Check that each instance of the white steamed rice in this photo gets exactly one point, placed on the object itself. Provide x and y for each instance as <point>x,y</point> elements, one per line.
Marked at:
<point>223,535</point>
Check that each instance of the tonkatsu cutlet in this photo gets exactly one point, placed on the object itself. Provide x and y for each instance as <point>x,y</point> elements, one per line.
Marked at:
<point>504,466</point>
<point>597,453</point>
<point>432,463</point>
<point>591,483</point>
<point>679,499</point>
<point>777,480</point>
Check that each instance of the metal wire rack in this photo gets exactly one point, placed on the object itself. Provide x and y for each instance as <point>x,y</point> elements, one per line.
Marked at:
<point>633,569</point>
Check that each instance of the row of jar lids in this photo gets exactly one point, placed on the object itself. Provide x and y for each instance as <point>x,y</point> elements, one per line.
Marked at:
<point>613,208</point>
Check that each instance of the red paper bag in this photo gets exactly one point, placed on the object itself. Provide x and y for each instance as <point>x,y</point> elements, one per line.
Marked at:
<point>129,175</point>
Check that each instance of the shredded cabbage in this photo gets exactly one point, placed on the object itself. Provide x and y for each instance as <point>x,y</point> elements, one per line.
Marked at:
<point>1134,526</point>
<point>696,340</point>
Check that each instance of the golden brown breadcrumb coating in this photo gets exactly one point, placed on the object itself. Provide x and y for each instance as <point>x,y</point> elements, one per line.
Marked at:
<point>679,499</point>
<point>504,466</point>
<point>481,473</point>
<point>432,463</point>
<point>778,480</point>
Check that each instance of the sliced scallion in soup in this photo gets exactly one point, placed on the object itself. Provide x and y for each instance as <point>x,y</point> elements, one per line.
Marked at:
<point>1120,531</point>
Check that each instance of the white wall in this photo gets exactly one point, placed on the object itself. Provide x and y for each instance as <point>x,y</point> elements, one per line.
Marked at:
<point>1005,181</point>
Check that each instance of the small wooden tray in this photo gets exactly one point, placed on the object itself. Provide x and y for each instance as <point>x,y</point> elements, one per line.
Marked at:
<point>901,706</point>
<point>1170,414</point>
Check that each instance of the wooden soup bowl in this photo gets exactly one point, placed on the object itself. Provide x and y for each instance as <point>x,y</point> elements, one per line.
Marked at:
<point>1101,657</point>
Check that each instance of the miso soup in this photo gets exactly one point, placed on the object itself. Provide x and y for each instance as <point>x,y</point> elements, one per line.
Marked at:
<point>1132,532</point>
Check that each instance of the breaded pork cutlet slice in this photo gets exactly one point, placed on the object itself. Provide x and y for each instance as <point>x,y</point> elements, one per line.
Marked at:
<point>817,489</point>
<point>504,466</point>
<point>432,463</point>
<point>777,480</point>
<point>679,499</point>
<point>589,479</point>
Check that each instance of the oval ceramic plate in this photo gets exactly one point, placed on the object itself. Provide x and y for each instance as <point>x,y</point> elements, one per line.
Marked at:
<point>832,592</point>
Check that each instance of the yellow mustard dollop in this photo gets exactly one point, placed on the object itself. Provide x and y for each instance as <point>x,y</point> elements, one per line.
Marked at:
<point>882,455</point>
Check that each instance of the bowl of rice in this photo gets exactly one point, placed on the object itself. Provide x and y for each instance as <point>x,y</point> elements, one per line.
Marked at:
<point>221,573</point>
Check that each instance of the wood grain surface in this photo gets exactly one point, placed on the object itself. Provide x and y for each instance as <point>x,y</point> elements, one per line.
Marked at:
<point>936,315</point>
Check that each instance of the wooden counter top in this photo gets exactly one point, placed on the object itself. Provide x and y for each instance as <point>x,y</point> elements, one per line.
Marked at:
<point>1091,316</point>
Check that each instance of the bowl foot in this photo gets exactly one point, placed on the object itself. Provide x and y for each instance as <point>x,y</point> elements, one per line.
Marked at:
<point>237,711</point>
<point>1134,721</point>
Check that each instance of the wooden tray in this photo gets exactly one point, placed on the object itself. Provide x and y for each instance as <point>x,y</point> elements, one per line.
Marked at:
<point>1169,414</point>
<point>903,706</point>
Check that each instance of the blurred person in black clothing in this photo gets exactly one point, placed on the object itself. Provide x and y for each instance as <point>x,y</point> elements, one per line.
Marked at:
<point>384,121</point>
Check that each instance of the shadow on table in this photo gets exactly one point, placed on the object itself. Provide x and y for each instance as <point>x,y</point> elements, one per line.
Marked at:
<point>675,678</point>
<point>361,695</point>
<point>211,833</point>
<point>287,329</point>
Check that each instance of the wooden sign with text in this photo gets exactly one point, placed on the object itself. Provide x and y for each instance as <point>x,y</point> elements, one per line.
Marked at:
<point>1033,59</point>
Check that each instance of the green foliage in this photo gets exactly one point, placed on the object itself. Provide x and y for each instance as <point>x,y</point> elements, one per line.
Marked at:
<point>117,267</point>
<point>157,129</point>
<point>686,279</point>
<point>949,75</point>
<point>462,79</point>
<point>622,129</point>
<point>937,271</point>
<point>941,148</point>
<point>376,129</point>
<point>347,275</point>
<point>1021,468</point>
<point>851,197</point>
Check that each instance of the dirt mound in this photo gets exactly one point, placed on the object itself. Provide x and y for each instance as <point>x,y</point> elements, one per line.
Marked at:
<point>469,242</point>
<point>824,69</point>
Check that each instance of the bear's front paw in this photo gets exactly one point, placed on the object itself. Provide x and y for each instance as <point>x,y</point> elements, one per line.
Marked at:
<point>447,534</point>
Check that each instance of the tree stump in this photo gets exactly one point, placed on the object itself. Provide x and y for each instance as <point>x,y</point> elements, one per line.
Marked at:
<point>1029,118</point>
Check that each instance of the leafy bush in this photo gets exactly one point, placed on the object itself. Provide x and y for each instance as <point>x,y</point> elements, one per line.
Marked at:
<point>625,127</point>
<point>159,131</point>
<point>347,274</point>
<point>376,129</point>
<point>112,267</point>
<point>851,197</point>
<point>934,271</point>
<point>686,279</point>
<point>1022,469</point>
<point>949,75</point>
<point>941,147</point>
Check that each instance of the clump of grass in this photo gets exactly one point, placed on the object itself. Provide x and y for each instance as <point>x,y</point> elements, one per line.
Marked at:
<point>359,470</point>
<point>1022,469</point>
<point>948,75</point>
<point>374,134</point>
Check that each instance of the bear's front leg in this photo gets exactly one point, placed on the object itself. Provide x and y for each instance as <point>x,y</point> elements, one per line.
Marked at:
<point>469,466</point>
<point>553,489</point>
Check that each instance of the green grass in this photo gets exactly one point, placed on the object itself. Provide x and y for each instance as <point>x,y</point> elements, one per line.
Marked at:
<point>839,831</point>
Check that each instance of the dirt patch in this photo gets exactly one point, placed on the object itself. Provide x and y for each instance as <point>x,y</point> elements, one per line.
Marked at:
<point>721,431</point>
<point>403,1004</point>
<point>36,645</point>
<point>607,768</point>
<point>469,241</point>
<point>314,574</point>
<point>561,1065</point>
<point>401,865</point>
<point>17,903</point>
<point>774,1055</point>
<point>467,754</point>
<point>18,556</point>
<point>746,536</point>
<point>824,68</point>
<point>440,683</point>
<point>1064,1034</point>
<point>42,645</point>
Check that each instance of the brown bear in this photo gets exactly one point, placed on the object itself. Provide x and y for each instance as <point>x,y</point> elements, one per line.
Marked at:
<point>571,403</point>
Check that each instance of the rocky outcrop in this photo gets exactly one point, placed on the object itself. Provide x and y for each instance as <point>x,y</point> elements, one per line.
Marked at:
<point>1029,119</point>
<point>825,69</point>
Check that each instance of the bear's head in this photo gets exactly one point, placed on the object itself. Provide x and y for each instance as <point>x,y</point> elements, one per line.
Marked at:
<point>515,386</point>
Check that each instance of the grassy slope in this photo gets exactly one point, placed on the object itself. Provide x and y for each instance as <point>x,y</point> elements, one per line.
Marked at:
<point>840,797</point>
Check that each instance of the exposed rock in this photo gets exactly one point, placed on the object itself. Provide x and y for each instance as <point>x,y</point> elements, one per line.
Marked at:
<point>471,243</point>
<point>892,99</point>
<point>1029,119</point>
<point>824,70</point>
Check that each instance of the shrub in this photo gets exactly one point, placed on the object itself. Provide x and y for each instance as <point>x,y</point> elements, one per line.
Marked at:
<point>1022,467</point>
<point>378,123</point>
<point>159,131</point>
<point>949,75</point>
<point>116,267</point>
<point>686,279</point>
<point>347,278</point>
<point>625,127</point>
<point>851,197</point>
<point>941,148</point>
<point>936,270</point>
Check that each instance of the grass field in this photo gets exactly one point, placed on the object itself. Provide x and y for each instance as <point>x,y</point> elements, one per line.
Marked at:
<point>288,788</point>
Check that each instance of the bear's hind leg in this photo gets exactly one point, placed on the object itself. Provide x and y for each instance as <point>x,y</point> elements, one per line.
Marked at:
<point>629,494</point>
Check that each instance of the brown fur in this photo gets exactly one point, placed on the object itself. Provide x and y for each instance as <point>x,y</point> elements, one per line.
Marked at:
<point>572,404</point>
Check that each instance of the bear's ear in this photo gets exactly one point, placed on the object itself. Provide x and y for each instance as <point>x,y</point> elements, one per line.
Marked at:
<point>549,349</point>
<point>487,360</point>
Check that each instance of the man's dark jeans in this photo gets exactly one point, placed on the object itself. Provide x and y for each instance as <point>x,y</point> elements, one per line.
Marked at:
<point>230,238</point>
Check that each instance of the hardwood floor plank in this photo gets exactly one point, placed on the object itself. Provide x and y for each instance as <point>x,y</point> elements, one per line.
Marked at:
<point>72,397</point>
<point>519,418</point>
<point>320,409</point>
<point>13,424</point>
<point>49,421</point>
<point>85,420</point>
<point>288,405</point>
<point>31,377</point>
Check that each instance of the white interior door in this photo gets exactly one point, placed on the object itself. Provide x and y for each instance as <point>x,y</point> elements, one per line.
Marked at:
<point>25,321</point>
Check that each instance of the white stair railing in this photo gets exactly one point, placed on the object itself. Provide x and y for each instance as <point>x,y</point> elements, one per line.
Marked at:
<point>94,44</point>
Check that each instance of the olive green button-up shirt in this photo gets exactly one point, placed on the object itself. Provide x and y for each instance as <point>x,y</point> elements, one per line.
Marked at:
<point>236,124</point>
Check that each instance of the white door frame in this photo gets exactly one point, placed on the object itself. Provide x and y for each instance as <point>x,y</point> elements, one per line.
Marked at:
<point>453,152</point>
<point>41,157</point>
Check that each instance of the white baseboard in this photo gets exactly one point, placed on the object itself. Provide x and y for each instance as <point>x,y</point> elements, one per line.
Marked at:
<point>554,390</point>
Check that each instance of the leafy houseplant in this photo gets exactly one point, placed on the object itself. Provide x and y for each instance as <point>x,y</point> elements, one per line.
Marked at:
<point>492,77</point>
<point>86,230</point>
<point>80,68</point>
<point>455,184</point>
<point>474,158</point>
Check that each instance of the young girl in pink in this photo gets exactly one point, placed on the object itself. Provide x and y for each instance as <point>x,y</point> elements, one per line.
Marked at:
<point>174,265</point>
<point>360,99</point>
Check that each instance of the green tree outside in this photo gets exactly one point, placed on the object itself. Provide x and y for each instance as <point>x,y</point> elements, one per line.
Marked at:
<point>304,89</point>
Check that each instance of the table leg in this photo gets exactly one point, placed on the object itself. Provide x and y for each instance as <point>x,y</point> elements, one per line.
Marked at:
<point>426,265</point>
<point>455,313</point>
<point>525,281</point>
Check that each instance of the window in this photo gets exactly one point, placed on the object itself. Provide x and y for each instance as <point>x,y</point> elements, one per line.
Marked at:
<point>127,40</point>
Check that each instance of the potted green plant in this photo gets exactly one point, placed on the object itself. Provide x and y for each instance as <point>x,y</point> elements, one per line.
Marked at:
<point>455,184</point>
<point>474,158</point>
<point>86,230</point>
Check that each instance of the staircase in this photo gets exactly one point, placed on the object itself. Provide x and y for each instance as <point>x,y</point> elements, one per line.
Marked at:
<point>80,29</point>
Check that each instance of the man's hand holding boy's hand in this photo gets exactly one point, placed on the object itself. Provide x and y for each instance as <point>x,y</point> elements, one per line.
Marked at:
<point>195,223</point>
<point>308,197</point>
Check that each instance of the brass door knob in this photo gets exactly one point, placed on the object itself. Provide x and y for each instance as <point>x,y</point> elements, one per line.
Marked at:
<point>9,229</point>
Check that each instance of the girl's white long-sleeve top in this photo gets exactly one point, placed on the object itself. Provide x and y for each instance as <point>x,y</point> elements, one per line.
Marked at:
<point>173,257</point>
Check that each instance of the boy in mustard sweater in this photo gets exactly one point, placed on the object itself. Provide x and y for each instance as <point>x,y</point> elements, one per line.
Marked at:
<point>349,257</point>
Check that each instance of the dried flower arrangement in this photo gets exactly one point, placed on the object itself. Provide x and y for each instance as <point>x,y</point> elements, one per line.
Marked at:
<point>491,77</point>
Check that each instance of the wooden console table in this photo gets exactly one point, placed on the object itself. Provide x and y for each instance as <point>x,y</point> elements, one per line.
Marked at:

## Written exercise
Rewrite the listing from its first line through the line that has "<point>223,535</point>", changing "white steamed rice" to "plain steamed rice" and leaving everything else as it is.

## Task answer
Check that each instance of the plain steamed rice in this photo gets exactly one point, placed on the object itself. Provide x and y for each instance as <point>x,y</point> elements, one per line.
Marked at:
<point>223,535</point>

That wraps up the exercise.